— START SELECTED TEXT —

[v2] KVM: x86/xen: improve accuracy of Xen timers

From: David Woodhouse <dwmw@amazon.co.uk>

From: David Woodhouse <dwmw@amazon.co.uk>

A test program such as http://david.woodhou.se/timerlat.c confirms user
reports that timers are increasingly inaccurate as the lifetime of a
guest increases. Reporting the actual delay observed when asking for
100µs of sleep, it starts off OK on a newly-launched guest but gets
worse over time, giving incorrect sleep times:

root@ip-10-0-193-21:~# ./timerlat -c -n 5
00000000 latency 103243/100000 (3.2430%)
00000001 latency 103243/100000 (3.2430%)
00000002 latency 103242/100000 (3.2420%)
00000003 latency 103245/100000 (3.2450%)
00000004 latency 103245/100000 (3.2450%)

The biggest problem is that get_kvmclock_ns() returns inaccurate values
when the guest TSC is scaled. The guest sees a TSC value scaled from the
host TSC by a mul/shift conversion (hopefully done in hardware). The
guest then converts that guest TSC value into nanoseconds using the
mul/shift conversion given to it by the KVM pvclock information.

But get_kvmclock_ns() performs only a single conversion directly from
host TSC to nanoseconds, giving a different result. A test program at
http://david.woodhou.se/tsdrift.c demonstrates the cumulative error
over a day.

It's non-trivial to fix get_kvmclock_ns(), although I'll come back to
that. The actual guest hv_clock is per-CPU, and *theoretically* each
vCPU could be running at a *different* frequency. But this patch is
needed anyway because...

— END SELECTED TEXT —

> _YOUR TASK_
Duplicate the Xen timer patch text word for word, everything from "A test program such" down to "00000000 latency 103243/100000 (3.2430%)". The items are separate material and are not part of the Xen timer patch text.

— START MATERIAL SUPPLIED —

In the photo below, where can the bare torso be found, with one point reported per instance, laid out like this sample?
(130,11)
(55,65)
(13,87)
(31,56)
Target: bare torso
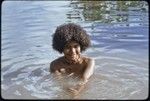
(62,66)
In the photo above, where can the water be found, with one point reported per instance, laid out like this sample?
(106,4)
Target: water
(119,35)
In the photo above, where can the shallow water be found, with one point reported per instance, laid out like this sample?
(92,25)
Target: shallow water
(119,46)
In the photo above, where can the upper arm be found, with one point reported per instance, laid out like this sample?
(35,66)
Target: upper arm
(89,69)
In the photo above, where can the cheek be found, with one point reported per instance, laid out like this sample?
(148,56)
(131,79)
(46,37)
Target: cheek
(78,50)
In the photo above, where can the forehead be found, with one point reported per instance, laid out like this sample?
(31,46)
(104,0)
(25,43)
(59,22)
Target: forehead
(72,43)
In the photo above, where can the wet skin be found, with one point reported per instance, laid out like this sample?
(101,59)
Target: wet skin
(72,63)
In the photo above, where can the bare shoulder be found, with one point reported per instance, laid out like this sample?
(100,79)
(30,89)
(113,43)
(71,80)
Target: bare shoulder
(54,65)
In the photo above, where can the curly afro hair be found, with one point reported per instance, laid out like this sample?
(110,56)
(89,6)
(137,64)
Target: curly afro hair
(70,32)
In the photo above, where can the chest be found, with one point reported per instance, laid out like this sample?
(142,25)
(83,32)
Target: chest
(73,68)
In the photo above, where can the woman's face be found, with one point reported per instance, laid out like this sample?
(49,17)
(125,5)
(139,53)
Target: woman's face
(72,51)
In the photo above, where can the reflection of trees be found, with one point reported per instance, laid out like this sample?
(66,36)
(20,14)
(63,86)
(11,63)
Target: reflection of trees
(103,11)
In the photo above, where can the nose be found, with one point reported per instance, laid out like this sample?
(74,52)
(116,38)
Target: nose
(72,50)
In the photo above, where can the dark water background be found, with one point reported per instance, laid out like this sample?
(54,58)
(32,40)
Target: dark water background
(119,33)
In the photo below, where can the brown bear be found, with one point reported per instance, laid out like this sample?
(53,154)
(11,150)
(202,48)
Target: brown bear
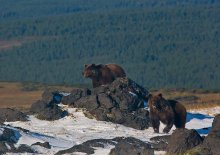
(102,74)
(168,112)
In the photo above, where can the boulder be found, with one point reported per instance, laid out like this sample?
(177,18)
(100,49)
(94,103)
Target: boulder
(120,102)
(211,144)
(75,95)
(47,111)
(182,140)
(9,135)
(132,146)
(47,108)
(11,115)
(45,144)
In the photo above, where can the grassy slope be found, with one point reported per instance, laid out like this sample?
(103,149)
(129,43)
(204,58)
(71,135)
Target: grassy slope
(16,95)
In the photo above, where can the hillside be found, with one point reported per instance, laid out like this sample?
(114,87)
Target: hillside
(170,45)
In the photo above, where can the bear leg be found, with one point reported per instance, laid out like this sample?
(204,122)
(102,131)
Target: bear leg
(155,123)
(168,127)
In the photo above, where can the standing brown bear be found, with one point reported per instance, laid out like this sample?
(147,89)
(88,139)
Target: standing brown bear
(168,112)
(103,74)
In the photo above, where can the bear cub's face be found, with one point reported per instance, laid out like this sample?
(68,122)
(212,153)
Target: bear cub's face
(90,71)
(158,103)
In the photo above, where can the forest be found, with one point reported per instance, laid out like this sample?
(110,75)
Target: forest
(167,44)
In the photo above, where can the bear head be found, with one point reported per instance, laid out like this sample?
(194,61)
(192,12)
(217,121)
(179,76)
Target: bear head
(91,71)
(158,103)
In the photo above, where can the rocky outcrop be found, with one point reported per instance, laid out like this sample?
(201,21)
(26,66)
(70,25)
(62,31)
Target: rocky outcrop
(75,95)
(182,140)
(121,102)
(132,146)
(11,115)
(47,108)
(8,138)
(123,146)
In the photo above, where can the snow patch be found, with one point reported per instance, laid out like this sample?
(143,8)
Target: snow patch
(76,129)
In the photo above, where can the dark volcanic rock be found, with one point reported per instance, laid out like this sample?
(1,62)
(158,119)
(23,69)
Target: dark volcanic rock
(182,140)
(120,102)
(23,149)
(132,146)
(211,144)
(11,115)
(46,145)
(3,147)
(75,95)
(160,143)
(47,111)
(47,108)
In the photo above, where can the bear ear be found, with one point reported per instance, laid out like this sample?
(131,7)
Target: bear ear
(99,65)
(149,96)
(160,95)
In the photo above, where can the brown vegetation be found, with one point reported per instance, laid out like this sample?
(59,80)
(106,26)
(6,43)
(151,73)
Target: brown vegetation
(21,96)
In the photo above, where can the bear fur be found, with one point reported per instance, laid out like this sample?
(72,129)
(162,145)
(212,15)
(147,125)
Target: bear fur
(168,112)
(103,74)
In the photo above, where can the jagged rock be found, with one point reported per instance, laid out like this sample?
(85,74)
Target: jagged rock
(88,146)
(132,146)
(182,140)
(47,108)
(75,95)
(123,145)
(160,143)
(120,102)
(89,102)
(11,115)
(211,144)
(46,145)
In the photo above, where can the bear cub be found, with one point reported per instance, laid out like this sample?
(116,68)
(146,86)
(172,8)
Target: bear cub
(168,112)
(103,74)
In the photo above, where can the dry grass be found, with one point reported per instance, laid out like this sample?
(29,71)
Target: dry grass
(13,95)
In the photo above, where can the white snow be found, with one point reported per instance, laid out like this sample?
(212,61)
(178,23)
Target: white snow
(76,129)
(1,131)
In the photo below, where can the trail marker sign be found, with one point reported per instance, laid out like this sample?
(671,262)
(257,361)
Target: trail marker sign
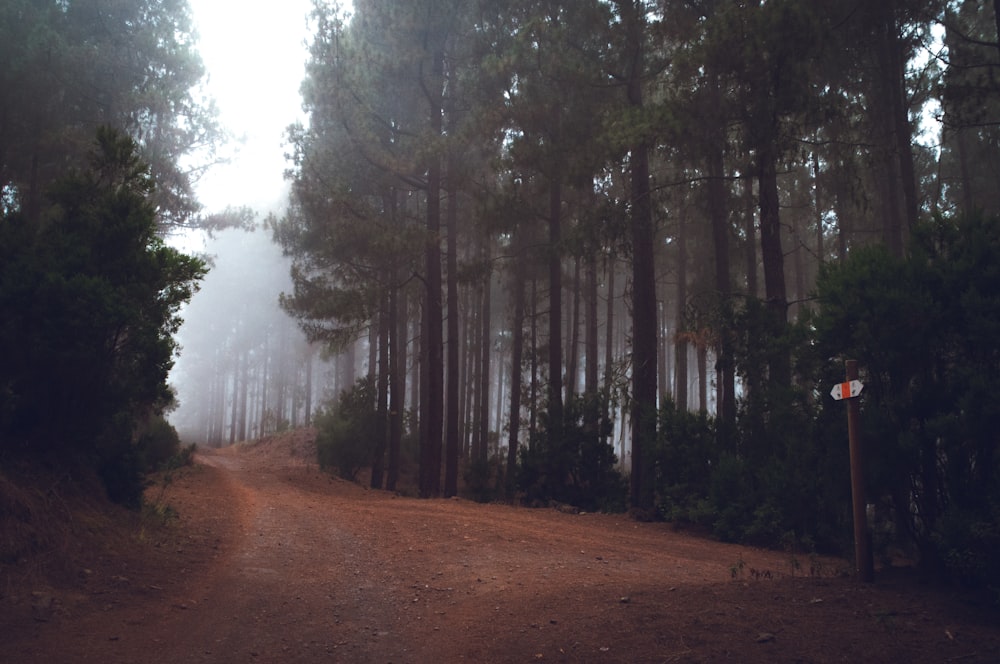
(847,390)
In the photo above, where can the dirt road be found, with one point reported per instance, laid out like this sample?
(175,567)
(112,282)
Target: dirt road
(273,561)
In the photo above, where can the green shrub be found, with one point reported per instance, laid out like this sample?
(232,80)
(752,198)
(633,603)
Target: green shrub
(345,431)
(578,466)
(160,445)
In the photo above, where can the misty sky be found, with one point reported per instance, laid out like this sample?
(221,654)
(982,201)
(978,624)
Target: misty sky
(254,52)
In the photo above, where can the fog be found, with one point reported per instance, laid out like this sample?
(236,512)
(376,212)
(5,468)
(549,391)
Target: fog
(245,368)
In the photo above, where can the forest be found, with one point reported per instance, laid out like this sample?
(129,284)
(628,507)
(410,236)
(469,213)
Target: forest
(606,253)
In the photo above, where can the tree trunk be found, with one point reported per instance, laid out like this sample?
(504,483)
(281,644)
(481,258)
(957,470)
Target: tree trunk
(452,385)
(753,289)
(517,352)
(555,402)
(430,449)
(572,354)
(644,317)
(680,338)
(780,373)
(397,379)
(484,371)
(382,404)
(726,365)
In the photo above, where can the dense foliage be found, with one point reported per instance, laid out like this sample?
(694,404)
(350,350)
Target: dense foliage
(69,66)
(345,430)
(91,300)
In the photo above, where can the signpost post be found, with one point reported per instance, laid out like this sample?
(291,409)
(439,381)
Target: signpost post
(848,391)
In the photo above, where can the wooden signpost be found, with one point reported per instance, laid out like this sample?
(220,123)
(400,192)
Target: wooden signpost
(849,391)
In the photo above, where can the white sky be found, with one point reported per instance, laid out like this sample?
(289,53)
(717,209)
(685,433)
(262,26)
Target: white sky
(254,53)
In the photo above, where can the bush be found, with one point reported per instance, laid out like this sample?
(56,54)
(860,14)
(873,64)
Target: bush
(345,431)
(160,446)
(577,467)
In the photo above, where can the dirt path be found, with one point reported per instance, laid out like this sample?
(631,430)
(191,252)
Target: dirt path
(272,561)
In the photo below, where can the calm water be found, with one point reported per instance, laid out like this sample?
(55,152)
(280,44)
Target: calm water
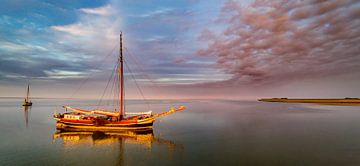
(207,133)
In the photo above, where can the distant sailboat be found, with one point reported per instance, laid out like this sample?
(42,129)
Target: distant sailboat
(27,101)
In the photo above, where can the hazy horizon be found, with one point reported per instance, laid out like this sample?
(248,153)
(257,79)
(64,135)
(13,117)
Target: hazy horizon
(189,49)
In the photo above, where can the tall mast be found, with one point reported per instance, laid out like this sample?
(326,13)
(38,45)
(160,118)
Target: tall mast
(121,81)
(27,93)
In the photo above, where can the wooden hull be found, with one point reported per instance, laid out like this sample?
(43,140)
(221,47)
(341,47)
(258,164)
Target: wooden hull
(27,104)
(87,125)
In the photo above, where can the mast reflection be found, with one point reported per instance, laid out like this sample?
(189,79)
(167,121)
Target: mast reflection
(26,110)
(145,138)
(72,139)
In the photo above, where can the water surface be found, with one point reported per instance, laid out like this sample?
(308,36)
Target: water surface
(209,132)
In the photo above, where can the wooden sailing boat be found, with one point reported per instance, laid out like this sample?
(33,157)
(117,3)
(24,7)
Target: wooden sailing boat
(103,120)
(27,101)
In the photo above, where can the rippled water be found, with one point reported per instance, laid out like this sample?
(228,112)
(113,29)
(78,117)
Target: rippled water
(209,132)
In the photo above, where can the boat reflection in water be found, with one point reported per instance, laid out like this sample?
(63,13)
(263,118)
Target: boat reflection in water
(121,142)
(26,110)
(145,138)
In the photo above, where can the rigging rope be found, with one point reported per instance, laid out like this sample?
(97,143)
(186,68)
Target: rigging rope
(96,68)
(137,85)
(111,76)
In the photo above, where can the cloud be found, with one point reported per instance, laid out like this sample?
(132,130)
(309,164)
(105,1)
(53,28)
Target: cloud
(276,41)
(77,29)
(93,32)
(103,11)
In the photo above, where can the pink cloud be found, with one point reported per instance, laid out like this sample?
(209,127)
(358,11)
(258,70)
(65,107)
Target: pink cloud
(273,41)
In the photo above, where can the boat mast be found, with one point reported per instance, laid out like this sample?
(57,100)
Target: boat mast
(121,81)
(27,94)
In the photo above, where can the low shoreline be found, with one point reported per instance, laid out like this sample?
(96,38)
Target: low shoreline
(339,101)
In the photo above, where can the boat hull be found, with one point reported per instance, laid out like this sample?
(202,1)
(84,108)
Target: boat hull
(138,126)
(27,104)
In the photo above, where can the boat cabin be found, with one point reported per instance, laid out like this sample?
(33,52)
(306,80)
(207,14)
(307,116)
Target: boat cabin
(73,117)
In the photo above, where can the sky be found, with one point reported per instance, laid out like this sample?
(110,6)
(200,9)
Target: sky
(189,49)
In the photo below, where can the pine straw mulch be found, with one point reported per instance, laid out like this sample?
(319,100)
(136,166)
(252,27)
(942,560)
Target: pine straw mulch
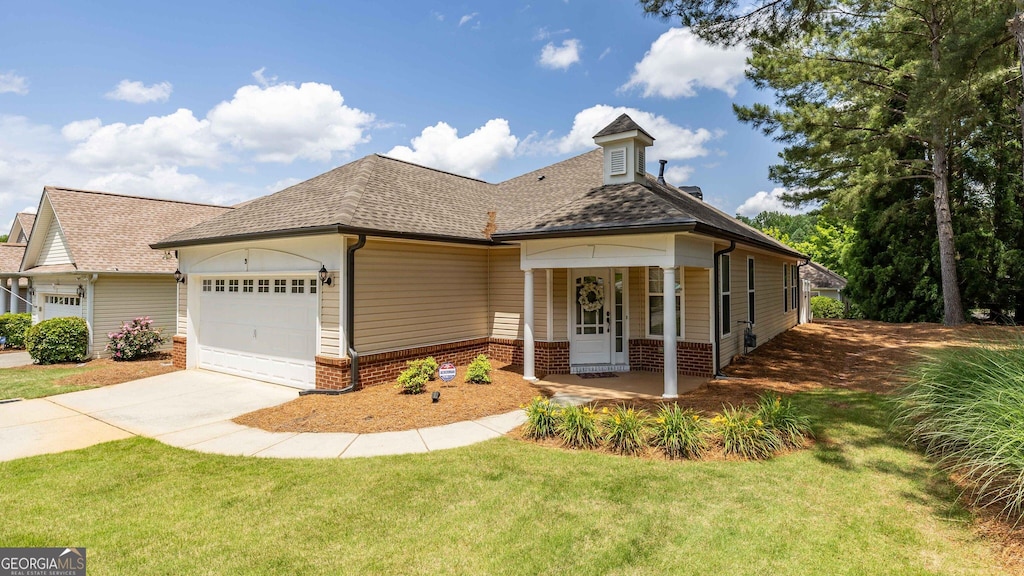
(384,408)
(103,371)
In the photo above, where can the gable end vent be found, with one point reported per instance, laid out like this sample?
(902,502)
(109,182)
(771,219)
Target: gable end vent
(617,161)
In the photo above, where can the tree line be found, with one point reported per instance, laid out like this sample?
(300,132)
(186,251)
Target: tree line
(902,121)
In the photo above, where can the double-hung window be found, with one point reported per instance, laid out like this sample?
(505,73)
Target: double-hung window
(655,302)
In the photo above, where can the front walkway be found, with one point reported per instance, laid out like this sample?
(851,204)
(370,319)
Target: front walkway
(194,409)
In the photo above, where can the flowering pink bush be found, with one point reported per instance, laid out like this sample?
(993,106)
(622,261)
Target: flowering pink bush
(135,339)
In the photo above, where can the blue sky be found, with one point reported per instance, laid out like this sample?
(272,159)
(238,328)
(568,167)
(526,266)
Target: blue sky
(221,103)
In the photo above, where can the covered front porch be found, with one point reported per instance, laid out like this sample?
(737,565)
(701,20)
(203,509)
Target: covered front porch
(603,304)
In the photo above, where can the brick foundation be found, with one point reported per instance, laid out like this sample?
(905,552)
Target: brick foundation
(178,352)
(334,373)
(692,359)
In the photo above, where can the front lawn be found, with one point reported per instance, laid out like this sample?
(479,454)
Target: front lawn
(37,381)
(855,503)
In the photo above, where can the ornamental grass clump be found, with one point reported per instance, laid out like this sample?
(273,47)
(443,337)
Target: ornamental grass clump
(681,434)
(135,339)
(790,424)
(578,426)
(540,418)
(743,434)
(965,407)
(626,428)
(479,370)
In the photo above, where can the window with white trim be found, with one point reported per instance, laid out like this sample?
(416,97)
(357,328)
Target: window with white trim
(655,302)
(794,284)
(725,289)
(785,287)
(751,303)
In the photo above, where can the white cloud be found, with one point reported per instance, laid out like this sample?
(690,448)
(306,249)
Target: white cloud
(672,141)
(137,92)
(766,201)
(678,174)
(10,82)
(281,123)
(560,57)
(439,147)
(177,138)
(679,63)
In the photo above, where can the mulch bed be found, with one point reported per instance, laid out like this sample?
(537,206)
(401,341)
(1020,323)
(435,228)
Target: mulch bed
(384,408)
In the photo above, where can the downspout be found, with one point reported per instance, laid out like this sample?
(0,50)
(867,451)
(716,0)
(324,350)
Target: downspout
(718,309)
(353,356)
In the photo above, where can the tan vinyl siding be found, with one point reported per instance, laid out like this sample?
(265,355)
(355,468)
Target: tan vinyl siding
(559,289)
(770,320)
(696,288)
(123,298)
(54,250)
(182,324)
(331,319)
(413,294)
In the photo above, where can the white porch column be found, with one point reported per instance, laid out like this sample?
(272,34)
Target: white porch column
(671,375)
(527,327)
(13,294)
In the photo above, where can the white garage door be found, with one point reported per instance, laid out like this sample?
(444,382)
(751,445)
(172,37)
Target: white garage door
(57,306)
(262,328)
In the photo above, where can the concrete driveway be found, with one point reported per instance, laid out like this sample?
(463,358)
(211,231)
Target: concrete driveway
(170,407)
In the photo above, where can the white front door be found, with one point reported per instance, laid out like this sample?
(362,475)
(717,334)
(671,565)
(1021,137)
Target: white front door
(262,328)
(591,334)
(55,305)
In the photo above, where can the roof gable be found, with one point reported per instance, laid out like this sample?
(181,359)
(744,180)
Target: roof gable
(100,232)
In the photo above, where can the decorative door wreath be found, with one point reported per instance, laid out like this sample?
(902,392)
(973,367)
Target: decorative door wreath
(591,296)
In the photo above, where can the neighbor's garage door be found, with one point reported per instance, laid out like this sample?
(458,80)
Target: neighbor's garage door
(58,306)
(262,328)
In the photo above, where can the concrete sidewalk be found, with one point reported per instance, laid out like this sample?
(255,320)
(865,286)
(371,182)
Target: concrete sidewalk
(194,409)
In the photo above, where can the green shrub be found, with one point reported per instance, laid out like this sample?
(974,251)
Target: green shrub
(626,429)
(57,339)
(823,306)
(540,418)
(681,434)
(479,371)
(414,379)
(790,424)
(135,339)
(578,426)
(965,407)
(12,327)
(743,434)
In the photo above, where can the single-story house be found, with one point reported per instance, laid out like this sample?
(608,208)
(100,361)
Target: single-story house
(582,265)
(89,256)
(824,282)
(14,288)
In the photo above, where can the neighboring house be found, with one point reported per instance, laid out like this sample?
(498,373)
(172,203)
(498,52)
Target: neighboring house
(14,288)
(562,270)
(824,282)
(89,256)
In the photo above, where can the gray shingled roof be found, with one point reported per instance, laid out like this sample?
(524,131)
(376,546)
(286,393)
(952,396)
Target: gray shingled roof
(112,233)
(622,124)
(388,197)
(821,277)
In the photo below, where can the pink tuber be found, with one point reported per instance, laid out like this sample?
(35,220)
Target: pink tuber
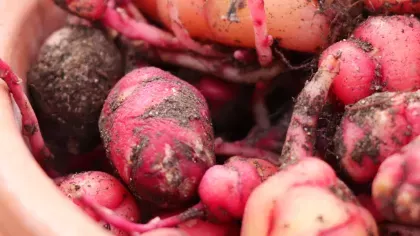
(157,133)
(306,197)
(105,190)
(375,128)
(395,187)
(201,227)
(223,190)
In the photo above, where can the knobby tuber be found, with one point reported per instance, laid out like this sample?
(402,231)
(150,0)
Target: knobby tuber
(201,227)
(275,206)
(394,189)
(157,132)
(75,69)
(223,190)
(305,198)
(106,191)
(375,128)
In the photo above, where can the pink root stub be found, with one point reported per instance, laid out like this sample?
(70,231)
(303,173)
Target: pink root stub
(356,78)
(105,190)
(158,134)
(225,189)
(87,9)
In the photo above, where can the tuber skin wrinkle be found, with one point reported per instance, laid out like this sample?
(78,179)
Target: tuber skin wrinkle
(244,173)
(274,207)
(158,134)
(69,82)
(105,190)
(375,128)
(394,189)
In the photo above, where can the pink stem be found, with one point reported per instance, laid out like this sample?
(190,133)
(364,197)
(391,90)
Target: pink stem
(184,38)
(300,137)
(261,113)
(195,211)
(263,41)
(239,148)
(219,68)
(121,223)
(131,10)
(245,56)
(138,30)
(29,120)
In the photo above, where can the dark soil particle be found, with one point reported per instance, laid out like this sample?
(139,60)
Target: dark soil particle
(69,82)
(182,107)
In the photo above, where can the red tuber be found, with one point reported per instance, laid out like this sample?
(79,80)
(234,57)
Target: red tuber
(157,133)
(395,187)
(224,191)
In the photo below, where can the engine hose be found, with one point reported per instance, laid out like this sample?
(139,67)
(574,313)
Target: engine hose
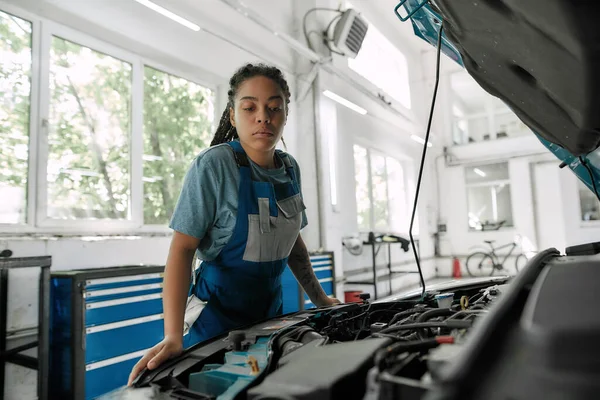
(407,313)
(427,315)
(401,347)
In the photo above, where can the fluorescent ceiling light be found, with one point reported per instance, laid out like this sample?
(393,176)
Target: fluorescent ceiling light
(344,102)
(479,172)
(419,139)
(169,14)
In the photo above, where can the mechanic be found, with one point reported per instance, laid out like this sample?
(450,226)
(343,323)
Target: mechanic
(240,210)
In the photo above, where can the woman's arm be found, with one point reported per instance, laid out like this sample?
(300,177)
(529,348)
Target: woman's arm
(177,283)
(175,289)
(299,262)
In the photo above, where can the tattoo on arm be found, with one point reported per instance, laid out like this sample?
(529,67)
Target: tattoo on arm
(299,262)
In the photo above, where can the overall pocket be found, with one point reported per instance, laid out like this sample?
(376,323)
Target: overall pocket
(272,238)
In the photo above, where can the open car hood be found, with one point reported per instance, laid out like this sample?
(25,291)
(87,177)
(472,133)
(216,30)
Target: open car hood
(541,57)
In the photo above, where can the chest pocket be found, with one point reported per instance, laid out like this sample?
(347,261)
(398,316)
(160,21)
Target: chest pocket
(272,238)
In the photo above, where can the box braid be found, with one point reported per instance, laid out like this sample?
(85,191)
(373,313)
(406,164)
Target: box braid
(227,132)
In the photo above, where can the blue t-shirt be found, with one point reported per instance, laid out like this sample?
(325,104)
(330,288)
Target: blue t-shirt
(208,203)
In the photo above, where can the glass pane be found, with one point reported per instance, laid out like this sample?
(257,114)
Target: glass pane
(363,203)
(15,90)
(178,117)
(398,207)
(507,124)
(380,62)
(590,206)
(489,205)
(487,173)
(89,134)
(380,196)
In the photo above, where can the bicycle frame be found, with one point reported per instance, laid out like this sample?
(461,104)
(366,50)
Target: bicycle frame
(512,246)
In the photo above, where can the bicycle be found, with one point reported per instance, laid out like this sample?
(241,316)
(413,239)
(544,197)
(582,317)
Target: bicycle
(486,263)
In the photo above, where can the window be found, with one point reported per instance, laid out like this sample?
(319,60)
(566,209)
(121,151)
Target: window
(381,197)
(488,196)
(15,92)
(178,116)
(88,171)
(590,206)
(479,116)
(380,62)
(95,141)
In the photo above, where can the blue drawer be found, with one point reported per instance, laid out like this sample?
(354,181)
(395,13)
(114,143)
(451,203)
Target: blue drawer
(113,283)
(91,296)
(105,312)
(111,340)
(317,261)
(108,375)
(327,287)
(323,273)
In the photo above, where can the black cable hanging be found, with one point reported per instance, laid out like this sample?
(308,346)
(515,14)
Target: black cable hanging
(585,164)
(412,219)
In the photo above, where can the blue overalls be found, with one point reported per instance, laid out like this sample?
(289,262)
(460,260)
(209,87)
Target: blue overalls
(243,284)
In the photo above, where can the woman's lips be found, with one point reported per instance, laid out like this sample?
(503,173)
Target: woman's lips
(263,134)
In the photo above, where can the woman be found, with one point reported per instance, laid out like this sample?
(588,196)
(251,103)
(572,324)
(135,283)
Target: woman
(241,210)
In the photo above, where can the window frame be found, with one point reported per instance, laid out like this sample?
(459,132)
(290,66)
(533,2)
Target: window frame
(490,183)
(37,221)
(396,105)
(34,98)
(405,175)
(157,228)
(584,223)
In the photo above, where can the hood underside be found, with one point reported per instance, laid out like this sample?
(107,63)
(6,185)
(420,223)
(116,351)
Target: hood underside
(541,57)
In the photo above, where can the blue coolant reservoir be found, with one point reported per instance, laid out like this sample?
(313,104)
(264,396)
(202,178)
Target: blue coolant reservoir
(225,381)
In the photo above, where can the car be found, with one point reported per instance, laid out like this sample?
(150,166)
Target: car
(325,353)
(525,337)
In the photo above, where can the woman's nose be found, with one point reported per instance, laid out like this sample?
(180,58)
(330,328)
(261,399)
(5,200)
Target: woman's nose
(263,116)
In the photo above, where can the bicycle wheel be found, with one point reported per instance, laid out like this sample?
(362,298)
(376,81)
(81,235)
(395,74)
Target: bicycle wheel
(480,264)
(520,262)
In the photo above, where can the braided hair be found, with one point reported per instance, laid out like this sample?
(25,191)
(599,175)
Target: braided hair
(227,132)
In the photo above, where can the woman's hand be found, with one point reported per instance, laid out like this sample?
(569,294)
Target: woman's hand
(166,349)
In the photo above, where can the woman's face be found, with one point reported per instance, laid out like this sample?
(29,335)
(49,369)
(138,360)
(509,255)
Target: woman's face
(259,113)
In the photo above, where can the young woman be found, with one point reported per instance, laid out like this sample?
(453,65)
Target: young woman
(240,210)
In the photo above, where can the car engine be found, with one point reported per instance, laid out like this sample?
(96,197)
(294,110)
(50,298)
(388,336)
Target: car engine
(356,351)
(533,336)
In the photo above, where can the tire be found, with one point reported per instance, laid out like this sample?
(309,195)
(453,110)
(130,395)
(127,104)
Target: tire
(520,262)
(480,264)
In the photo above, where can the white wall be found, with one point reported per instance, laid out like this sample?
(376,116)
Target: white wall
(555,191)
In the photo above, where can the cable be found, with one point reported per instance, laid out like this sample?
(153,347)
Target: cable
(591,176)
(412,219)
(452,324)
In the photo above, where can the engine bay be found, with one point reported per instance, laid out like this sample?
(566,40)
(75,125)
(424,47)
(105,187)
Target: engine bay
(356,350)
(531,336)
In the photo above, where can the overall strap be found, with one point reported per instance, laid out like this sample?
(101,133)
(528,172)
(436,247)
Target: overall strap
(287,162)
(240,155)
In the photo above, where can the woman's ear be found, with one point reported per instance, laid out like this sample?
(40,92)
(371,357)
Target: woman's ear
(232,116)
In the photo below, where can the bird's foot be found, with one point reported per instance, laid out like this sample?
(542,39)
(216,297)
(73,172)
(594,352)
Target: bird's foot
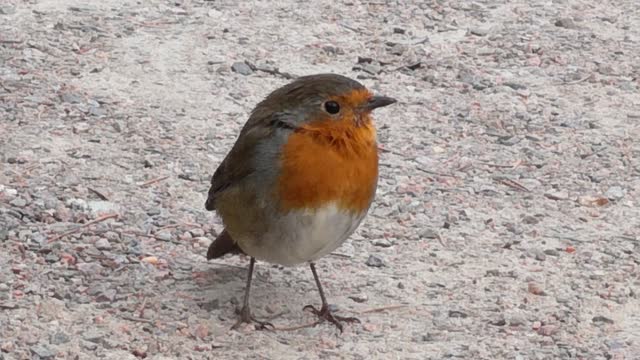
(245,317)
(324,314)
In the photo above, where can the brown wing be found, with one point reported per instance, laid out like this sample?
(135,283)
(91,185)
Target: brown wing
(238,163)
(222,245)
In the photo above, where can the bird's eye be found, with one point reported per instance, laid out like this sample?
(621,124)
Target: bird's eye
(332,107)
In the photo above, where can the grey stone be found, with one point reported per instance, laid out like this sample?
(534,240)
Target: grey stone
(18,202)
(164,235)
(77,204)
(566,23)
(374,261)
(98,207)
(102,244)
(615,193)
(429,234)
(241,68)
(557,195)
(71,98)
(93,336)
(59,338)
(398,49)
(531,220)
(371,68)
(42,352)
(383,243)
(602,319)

— END MATERIAL SUPPLIED —

> _EXERCISE RESULT_
A test program such as http://david.woodhou.se/timerlat.c confirms user
reports that timers are increasingly inaccurate as the lifetime of a
guest increases. Reporting the actual delay observed when asking for
100µs of sleep, it starts off OK on a newly-launched guest but gets
worse over time, giving incorrect sleep times:

root@ip-10-0-193-21:~# ./timerlat -c -n 5
00000000 latency 103243/100000 (3.2430%)